Requirements -
Please update all of the material below so that "Points" replaces every "Keypoints", and reproduce it with everything else unchanged.
* * * * * * * * *
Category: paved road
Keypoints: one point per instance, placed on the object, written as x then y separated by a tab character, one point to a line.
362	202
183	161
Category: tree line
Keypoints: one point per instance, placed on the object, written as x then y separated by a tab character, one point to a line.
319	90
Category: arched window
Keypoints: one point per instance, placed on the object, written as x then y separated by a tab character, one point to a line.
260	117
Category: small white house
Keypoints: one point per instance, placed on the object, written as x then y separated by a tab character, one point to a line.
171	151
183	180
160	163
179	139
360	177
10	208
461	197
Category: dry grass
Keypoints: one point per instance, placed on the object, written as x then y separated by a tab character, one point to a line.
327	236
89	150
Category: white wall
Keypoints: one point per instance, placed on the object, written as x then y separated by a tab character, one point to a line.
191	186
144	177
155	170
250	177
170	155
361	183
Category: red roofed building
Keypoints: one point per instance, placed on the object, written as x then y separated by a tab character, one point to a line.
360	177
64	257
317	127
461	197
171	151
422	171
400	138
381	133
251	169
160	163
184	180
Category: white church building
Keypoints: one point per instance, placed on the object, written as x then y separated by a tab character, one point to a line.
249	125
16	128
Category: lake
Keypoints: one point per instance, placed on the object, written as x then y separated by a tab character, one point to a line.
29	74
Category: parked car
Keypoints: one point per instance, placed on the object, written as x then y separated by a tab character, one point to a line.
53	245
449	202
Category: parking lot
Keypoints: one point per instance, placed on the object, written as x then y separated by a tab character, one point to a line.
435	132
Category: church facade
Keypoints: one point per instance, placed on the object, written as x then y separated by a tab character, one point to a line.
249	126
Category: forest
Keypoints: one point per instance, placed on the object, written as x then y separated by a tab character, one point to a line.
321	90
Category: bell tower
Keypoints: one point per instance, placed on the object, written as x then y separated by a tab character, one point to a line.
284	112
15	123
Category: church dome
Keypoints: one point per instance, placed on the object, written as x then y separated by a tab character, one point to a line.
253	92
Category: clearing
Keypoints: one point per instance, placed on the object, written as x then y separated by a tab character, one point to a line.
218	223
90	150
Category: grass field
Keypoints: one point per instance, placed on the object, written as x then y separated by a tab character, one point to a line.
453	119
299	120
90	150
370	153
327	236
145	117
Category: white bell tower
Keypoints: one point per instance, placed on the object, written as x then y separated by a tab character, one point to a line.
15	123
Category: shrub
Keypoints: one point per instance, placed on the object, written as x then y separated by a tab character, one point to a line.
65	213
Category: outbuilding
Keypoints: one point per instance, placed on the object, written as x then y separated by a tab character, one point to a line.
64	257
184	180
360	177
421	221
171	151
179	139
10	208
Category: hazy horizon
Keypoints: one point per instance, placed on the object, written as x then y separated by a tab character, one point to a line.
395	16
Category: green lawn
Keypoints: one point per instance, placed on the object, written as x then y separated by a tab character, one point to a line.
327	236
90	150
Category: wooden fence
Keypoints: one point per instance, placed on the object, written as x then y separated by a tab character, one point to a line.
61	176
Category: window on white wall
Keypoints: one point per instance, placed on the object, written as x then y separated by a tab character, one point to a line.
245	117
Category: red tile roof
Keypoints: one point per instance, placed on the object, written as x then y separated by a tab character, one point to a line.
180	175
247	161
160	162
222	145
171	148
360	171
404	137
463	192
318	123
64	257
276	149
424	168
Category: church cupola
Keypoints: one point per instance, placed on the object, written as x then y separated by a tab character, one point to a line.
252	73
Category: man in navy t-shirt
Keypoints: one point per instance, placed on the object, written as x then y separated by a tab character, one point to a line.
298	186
* * * * * * * * *
Final result -
Category: paved road
Points: one point per instance, placed on the object, written as x then y separated by a tab character, one point to a line.
362	202
183	161
Category: tree line
Points: one point per instance, placed on the object, written as x then y separated by a tab character, one point to a line.
319	90
Category: arched window
Points: one point per instance, placed on the object, written as x then y separated by a tab character, one point to a line.
260	117
Category: small white house
Points: one point per instance, placed on the object, written as x then y separated by a tab character, one point to a line.
171	151
183	180
160	163
179	139
360	177
10	208
461	197
Category: dry grass
Points: one point per instance, placed on the object, written as x then y separated by a tab character, one point to a line.
327	236
89	150
Category: white wall
Points: one point per instance, placed on the object, written as x then y separated by a tab character, one point to a line.
191	186
144	177
155	170
250	177
170	155
361	183
Category: red roofed building
Points: one point per instance, placed on the object, written as x then y separated by a tab character, one point to a line.
360	177
64	257
317	127
461	197
171	151
422	171
400	138
381	133
251	169
160	163
184	180
Category: white church building
Points: one point per instance, placed on the object, written as x then y separated by a tab character, one point to a line.
249	125
16	128
Category: lake
Points: one point per instance, placed on the object, written as x then y separated by a tab character, one point to a line.
29	74
Category: parked car
Points: one point per instance, placed on the object, written as x then y separated by a tab character, one point to a line.
53	245
449	202
Category: parking lot
Points: one point per instance, placed on the object, written as x then y separated by a tab character, one point to a line.
435	132
Category: church facade
Points: one point per instance, placed on the object, written as x then y separated by a tab character, one point to a line.
249	126
Category: forest
Points: one point per instance, placed on the object, written as x then y separated by a tab character, one point to a line.
321	90
Category: bell tower
Points: one point per instance, placed on the object, written as x then y separated by a tab character, one point to a line.
284	112
15	123
Category: church dome
Points: one point per instance, placed on the object, written as x then y separated by a tab character, one point to a line.
253	92
Category: clearing
Points: one point per instance, placed on the object, written as x then y separated by a tab character, one point to a line.
218	223
90	150
Category: grass field
Points: one point per instance, placed on the object, written as x then y separated by a tab character, one point to a line.
453	119
299	120
90	150
370	153
327	236
145	117
Category: white bell tower
Points: one point per instance, placed on the object, written as x then y separated by a tab character, one point to a line.
15	123
Category: shrub
Points: one point per instance, placed on the object, written as x then y separated by a tab character, one point to a line.
65	213
Category: outbuilding
Points: one point per instance, placed on the object, written as x then y separated by a tab character, one point to a line.
64	257
184	180
360	177
421	221
171	151
179	139
10	208
Category: hazy horizon
Points: one point per instance, placed on the object, written as x then y separated by a tab character, one point to a line.
395	16
Category: green lawn
Points: one point per instance, placed on the object, written as x then y separated by a tab character, one point to a line.
327	236
90	150
Category: wooden fence
Points: one point per instance, placed on the object, written as x then y separated by a tab character, one point to a line.
61	176
Category: window on white wall
Points: one point per instance, placed on the object, written as x then y separated by a tab character, one point to a line.
245	117
Category: red tile roof
Points: one point per instance, placed on the object, written as x then y separated by a tab character, one point to a line.
180	175
247	161
160	162
222	145
171	148
360	171
404	137
463	192
318	123
64	257
276	149
424	168
Category: church cupola
Points: one point per instance, placed on the object, written as x then y separated by a tab character, one point to a line.
252	73
Category: man in navy t-shirt
Points: one point per instance, placed on the object, written as x then y separated by a tab character, one point to a line.
298	186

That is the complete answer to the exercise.